* _Aim of the exercise_: Tally the lines in the items below that contain the word "field", treating uppercase and lowercase as different, and give only the number.

= = = =

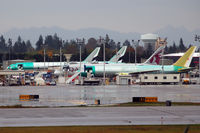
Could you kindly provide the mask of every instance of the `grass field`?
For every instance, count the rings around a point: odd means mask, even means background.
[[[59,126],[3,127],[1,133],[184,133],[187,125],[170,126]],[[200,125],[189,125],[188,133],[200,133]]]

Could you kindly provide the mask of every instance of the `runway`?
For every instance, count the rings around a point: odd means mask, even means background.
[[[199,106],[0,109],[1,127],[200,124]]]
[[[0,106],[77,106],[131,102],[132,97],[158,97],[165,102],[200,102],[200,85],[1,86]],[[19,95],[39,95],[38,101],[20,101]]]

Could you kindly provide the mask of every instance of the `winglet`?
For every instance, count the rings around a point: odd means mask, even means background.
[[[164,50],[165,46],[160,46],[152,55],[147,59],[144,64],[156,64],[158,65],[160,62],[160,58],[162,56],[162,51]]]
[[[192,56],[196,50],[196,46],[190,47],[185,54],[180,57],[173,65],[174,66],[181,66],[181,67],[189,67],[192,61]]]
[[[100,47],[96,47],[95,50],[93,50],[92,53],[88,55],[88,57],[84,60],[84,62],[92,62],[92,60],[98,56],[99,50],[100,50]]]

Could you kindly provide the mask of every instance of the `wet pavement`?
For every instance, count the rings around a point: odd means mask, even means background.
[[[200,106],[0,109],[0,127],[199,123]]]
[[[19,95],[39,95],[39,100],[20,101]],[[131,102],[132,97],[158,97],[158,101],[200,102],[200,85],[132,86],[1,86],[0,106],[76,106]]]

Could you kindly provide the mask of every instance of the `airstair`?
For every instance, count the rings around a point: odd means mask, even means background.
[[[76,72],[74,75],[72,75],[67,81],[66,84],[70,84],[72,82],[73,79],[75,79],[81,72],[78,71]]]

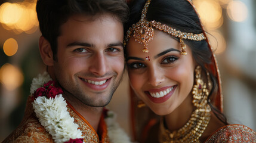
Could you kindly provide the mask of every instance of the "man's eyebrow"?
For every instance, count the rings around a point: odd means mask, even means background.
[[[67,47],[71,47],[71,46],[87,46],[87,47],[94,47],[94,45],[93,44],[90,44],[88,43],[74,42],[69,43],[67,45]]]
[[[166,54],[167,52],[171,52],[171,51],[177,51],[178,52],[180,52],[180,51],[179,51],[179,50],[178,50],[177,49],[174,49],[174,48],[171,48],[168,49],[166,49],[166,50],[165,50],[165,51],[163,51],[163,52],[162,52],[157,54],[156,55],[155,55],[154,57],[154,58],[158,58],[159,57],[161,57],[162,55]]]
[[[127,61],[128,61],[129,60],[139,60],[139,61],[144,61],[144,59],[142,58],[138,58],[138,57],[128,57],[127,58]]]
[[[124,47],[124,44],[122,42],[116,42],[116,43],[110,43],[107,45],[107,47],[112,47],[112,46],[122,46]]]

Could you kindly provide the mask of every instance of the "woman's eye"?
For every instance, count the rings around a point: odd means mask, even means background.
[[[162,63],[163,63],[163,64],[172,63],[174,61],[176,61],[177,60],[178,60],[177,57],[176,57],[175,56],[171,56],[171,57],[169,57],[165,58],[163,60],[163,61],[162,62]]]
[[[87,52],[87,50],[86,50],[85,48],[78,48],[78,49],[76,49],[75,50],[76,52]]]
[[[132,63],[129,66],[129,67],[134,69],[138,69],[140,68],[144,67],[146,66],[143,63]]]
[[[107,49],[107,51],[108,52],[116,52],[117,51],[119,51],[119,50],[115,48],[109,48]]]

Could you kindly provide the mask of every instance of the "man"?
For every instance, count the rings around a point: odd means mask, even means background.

= = = =

* _Output for this exercise_: 1